ACCIÓN REQUERIDA A - Según el texto sobre las decisiones y las máquinas, ¿qué es lo más reciente?
ACCIÓN REQUERIDA B - Reproduce del texto sobre las decisiones y las máquinas el fragmento que va desde "La obsesión por" hasta "acto. La justicia.", ambos incluidos.

TEXTO DEL DOCUMENTO -
La obsesión por el control no es algo nuevo en occidente. Tampoco lo es la idea de que ciertas decisiones, por éticas o por racionales, deben ser tomadas por personas íntegras y bien formadas. Lo que sí es más reciente, es la posibilidad de que esas decisiones las tomen los ordenadores. Paradójicamente, resulta que la razón y las emociones, enemistadas durante siglos, se unen hoy en contra de las máquinas. Ciertas decisiones, vociferan los adalides de la razón y de la ética, sólo pueden ser tomadas por personas (bien) pensantes. Incluso cuando las decisiones tomadas por personas puedan causar más muertes que las tomadas por ordenadores. Veamos dos ejemplos.
Primer acto. La justicia.

(Descripciones de regiones en lenguaje natural)
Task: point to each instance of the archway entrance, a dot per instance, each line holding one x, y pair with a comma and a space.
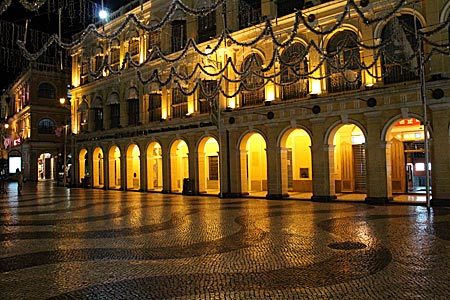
45, 167
98, 171
253, 160
407, 157
133, 167
296, 163
208, 166
179, 165
348, 160
83, 167
154, 167
114, 168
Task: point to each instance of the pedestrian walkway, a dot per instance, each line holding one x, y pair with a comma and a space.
59, 243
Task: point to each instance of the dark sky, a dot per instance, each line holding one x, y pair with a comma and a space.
43, 21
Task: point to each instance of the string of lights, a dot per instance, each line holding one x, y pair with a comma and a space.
268, 30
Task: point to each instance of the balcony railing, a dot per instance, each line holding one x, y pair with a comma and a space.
250, 98
394, 73
346, 81
296, 90
248, 15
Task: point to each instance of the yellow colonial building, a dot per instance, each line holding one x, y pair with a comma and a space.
300, 99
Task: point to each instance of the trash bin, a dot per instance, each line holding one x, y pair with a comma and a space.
187, 186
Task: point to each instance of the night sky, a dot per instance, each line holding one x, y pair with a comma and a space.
45, 21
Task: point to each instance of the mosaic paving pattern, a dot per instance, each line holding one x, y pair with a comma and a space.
59, 243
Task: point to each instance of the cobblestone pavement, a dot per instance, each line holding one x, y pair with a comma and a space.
59, 243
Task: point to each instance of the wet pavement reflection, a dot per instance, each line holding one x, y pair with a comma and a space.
59, 243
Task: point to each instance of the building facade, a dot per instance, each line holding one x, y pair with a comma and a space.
34, 123
252, 97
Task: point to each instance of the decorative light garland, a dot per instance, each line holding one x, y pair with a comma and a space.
268, 30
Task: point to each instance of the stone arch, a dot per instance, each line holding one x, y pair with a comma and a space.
208, 165
253, 163
154, 166
133, 167
114, 167
179, 164
98, 169
296, 162
347, 157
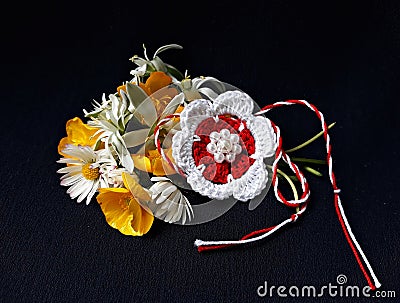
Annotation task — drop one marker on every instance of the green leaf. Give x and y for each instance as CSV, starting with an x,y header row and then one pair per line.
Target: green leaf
x,y
136,137
174,72
166,47
135,94
158,64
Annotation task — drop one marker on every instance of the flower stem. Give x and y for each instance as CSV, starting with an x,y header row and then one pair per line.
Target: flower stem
x,y
296,196
313,171
307,160
309,141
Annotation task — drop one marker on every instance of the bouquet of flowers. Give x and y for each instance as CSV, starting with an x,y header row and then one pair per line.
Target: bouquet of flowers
x,y
164,140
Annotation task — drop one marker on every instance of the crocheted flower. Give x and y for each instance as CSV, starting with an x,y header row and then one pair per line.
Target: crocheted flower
x,y
221,147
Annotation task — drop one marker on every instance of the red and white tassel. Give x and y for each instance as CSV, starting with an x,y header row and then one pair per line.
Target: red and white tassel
x,y
302,202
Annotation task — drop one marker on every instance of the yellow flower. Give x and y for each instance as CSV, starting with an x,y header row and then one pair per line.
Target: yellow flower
x,y
153,163
156,81
122,209
78,133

RESPUESTA A - La posibilidad de que esas decisiones las tomen los ordenadores.

RESPUESTA B -
La obsesión por el control no es algo nuevo en occidente. Tampoco lo es la idea de que ciertas decisiones, por éticas o por racionales, deben ser tomadas por personas íntegras y bien formadas. Lo que sí es más reciente, es la posibilidad de que esas decisiones las tomen los ordenadores. Paradójicamente, resulta que la razón y las emociones, enemistadas durante siglos, se unen hoy en contra de las máquinas. Ciertas decisiones, vociferan los adalides de la razón y de la ética, sólo pueden ser tomadas por personas (bien) pensantes. Incluso cuando las decisiones tomadas por personas puedan causar más muertes que las tomadas por ordenadores. Veamos dos ejemplos.
Primer acto. La justicia.